▶ PAGE TEXT:

Once established, an IRA can be funded through electronic transfers, direct deposit from your paycheck, or rolling over funds from another retirement account. Setting up regular, automatic contributions helps maximize annual limits. The selection of investments within the IRA, such as mutual funds or exchange-traded funds, is distinct from the account itself and should align with your financial goals and risk tolerance.
For individuals with self-employment income, specific retirement plans offer higher contribution limits. These options are suitable for freelancers, independent contractors, and small business owners who do not have full-time employees other than themselves or a spouse.
A Solo 401(k) is designed for business owners with no full-time employees, excluding a spouse who works for the business. This plan allows contributions as both an employee and an employer. For 2025, the employee contribution is $23,500, with an additional catch-up contribution of $7,500 for those aged 50-59, or $11,250 for those aged 60-63. The employer profit-sharing contribution can be up to 25% of your net self-employment earnings. Combined employee and employer contributions are capped at $70,000 for those under age 50, and up to $77,500 or $81,250 for those aged 50 and older. Contributions are pre-tax, leading to tax-deferred growth.
Establishing a Solo 401(k) requires obtaining an Employer Identification Number (EIN) for your business. You will need to select a financial institution or plan administrator that offers Solo 401(k) plans. This involves setting up a trust or custodial account to hold the plan assets. Contributions can then be made to these accounts.
The Simplified Employee Pension (SEP) IRA is another option for the self-employed. This plan is less complex to administer than a Solo 401(k). Contributions to a SEP IRA are made solely by the employer (the business owner acting as employer), and only pre-tax funds are allowed. For 2025, you can contribute up to 25% of your compensation, with an annual maximum contribution of $70,000. No employee elective deferrals or catch-up contributions are permitted.
Setting up a SEP IRA is simpler than a Solo 401(k). You open a SEP IRA account at a financial institution for yourself and any eligible employees. Contributions can then be made directly to these accounts. The deadline for establishing and funding a SEP IRA for a given tax year is the tax filing deadline of your business, including extensions.

▶ EXTRACTED DATA:
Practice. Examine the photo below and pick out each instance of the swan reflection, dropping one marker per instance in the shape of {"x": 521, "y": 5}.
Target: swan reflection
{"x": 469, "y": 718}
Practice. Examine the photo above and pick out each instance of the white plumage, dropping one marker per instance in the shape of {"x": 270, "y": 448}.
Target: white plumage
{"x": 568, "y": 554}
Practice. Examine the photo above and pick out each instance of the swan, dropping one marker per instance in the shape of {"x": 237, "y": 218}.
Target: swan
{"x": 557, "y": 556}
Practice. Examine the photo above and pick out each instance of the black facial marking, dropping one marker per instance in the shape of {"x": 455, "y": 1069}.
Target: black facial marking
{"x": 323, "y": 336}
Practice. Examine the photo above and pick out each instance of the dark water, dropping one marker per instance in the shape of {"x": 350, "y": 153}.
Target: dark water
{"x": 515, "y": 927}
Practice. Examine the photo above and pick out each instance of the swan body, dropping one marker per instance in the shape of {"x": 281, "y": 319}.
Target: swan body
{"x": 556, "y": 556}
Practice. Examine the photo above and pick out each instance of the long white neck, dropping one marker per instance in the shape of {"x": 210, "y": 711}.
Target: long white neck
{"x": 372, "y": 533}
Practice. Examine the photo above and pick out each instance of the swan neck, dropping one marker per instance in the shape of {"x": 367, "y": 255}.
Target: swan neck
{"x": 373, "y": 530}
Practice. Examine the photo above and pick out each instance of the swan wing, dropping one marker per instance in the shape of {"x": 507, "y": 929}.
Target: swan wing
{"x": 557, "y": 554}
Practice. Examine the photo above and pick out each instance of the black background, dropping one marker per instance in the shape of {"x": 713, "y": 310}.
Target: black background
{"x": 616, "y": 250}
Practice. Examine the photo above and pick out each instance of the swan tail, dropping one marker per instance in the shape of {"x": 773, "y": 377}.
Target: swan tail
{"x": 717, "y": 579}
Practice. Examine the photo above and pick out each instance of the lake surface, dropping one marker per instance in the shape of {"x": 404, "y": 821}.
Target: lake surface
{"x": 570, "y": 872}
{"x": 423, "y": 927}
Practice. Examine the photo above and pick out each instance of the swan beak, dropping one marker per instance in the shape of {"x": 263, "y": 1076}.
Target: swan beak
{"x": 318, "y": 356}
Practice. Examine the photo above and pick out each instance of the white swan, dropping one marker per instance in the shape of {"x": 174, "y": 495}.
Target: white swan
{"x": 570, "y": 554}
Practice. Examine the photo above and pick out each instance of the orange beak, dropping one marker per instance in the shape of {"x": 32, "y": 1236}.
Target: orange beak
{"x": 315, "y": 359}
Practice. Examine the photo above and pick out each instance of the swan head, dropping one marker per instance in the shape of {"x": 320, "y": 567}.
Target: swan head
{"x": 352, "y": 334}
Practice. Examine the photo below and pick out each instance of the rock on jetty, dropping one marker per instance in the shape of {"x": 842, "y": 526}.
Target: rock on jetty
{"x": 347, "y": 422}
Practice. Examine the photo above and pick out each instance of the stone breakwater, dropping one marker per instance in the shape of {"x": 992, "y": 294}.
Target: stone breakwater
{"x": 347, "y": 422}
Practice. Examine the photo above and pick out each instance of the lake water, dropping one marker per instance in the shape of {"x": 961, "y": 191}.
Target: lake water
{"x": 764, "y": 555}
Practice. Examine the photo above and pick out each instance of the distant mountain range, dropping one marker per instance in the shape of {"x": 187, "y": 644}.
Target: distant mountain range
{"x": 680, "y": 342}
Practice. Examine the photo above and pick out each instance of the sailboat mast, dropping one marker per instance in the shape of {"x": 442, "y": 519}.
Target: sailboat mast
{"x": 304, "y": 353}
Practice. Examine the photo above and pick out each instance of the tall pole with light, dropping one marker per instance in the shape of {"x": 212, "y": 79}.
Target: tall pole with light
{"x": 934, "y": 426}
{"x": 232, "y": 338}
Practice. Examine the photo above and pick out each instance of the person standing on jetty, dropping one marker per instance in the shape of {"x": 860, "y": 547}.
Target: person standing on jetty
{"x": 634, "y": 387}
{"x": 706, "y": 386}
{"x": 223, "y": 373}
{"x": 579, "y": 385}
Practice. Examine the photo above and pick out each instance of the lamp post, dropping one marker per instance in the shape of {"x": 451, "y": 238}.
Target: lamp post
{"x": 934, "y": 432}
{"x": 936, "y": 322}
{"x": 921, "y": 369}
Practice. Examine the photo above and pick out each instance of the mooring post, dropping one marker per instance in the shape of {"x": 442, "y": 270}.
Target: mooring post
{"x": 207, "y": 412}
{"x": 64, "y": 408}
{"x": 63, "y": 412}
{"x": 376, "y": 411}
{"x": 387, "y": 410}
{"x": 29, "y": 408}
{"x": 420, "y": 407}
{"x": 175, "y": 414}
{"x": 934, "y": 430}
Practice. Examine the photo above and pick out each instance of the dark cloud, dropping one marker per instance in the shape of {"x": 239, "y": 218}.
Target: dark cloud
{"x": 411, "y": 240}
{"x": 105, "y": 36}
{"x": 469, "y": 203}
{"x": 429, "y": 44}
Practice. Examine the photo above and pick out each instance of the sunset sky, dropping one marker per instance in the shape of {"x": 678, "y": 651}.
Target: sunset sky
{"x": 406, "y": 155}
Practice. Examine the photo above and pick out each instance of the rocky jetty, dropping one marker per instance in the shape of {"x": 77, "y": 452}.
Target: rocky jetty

▶ DESCRIPTION OF THE TASK:
Resume the text on retirement plans for the self-employed, beginning right after its final sentence.

▶ WRITTEN RESPONSE:
Beyond dedicated retirement accounts, other investment vehicles can supplement your savings strategy. These approaches are useful once you have maximized contributions to tax-advantaged retirement plans.
Taxable brokerage accounts offer flexibility without the contribution limits or withdrawal restrictions of retirement plans. Funds can be accessed at any time without penalty. Investment gains, such as dividends and capital gains, are subject to taxation in the year they are realized. These accounts are often utilized after individuals have fully funded their IRAs and other available tax-advantaged retirement plans.
Health Savings Accounts (HSAs) save for future healthcare expenses and function as a retirement savings vehicle. To be eligible for an HSA, you must be enrolled in a high-deductible health plan (HDHP). For 2025, an HDHP must meet specific deductible and out-of-pocket maximum thresholds. HSAs offer a “triple tax advantage”: contributions are tax-deductible, the money grows tax-free, and withdrawals are tax-free when used for qualified medical expenses.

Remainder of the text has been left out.